第663回 長期売れ残りマンションを買う勇気と不安

このブログは居住性や好みの問題、個人的な事情を度外視し、原則として資産性の観点から「マンションの資産価値論を展開しております。

5日おき(5、10、15・・・)の更新です。

 

 

本稿は竣工後1年を超えて売れ残っている新築マンションを検討している人向けのメッセージです。

 

●「値引きするから」の誘いに心乱れて

最近の事例を紹介しましょう。

竣工2年になろうという現在、まだ販売中。このような物件を、このままの価格で買うのは損ではないかと感じながら営業マンの説明を聞いていたが、気乗りしない態度だったからか、最後になって「今月中のご契約をご承知いただければ、200万円までお値引きをさせていただきます」と提案してきたのです。

どうしたものかと思い、連絡しました。

このようなメールが届きました。

 

「選んだ理由はこうです」と5つ挙げてくださいました。

➀予算に無理のない物件である/②専有面積が77㎡と比較的広い/③23区にあって、駅から徒歩10分の距離/④ブランドマンションで、大型である/⑤200万円引きするというので得な気がする

 

ただ、竣工から2年経っているという不人気物件を購入することに不安があるとも書いてありました。

▶ [記録]
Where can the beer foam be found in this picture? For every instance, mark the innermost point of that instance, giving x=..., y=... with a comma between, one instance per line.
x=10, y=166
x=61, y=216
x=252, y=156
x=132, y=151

▶ [課題 1]
売れ残りマンションについての本文から、「最近の事例を紹介しましょう。」を含む語句で始まり「ます」と提案してきたのです。」で終わる部分を、一字一句そのまま書き写してください。
▶ [課題 2]
売れ残りマンションについての本文をもとに、次の問いに答えてください。
(a) このブログは何日おきに更新されますか。
(b) 営業マンが提案した値引き額はいくらまでですか。
(c) メールの送り主が挙げた物件の専有面積は何㎡ですか。
記録はこの作業には関係しません。

▶ [解答 1]
最近の事例を紹介しましょう。

竣工2年になろうという現在、まだ販売中。このような物件を、このままの価格で買うのは損ではないかと感じながら営業マンの説明を聞いていたが、気乗りしない態度だったからか、最後になって「今月中のご契約をご承知いただければ、200万円までお値引きをさせていただきます」と提案してきたのです。

▶ [解答 2]
(a) 5日おきです。
(b) 200万円までです。
(c) 77㎡です。